» **Source text**
# Computing the Euclidean Distance Matrix with NumPy

In this notebook we implement two functions to compute the Euclidean distance matrix. We use a simple algebra trick that makes possible to write the function in a completely vectorized way in terms of optimized NumPy functions.

In [1]:
import numpy as np

In [2]:
def euclidean_broadcast(x, y):
    """Euclidean square distance matrix.
    
    Inputs:
    x: (N, m) numpy array
    y: (N, m) numpy array
    
    Ouput:
    (N, N) Euclidean square distance matrix:
    r_ij = x_ij^2 - y_ij^2
    """
    diff = x[:, np.newaxis, :] - y[np.newaxis, :, :]

    return (diff * diff).sum(axis=2)

» **Brief A**
Translate this sentence from the NumPy distance-matrix notebook into Spanish: "In this notebook we implement two functions to compute the Euclidean distance matrix."
» **Brief B**
Extend the notebook on computing Euclidean distance matrices with NumPy, picking up right after its last line.

» **Given information**
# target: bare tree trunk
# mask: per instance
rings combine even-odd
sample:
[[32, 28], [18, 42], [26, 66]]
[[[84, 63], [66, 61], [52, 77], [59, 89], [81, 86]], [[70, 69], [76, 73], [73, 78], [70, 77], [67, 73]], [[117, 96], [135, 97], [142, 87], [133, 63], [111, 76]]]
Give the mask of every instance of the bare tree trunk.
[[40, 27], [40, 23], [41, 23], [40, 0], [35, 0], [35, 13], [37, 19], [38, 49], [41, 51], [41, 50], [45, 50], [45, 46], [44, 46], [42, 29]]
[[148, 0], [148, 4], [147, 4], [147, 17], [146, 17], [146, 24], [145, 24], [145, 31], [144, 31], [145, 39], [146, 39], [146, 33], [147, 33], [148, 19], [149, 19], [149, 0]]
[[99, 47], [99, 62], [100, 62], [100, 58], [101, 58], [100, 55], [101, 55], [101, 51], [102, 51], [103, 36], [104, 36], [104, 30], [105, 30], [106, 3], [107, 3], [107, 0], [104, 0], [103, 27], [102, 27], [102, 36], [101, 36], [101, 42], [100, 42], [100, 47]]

...

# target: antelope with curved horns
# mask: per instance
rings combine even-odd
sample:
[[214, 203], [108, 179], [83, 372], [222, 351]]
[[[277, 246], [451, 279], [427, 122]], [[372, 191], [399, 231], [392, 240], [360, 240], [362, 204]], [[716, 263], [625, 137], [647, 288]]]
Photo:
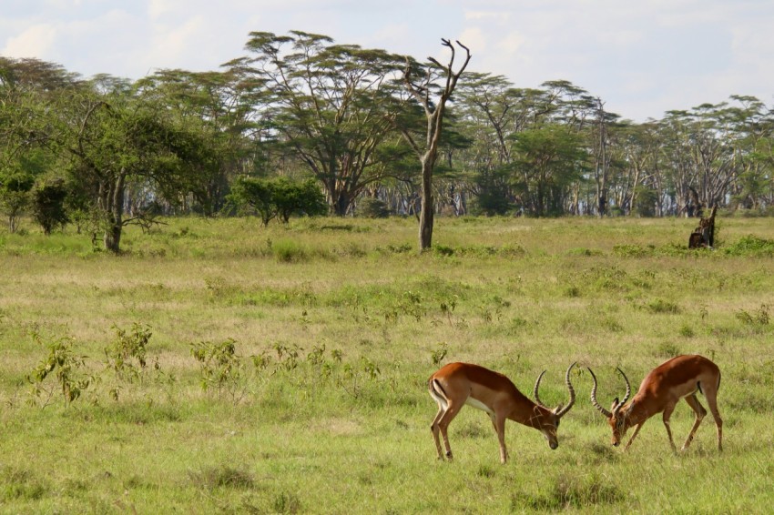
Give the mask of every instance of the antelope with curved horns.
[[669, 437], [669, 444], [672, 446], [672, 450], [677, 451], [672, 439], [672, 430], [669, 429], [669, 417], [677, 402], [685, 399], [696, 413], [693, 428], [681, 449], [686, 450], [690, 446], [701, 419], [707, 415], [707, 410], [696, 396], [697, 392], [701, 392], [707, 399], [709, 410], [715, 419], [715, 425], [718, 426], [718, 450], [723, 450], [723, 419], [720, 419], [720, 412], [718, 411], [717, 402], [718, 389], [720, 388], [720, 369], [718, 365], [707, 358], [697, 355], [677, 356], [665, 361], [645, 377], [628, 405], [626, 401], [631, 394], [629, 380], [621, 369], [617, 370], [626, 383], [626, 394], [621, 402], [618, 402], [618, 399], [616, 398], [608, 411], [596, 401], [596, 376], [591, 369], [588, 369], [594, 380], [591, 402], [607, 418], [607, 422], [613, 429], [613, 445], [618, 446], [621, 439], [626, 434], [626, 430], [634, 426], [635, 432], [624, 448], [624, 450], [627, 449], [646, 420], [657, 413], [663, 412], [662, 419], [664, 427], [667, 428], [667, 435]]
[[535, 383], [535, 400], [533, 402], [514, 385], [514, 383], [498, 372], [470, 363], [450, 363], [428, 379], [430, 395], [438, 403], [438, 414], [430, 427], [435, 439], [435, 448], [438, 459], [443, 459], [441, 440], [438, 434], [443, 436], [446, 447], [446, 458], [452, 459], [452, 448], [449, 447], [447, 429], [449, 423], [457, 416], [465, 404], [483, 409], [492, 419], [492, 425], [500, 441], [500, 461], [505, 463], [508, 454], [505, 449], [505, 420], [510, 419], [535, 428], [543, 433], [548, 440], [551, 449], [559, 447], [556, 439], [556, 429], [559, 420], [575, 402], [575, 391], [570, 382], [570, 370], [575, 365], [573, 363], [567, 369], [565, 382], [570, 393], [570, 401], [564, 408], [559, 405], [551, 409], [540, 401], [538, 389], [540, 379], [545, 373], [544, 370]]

» **Reply A**
En este cuaderno implementamos dos funciones para calcular la matriz de distancias euclidianas.

» **Reply B**
<mark> Question </mark> At this point you are starting to get acquainted with the `numpy.ndarray`s and it's memory managment. Could you analyse the advantage and possible drawbacks of the `euclidean_broadcast` function? Write a positive and a negative point about it.

***

Let's consider now a more sophisticated implementation:

In [3]:
def euclidean_trick(x, y):
    """Euclidean square distance matrix.
    
    Inputs:
    x: (N, m) numpy array
    y: (N, m) numpy array
    
    Ouput:
    (N, N) Euclidean square distance matrix:
    r_ij = x_ij^2 - y_ij^2
    """
    x2 = np.einsum('ij,ij->i', x, x)[:, np.newaxis]
    y2 = np.einsum('ij,ij->i', y, y)[np.newaxis, :]

    xy = np.dot(x, y.T)

    return np.abs(x2 + y2 - 2. * xy)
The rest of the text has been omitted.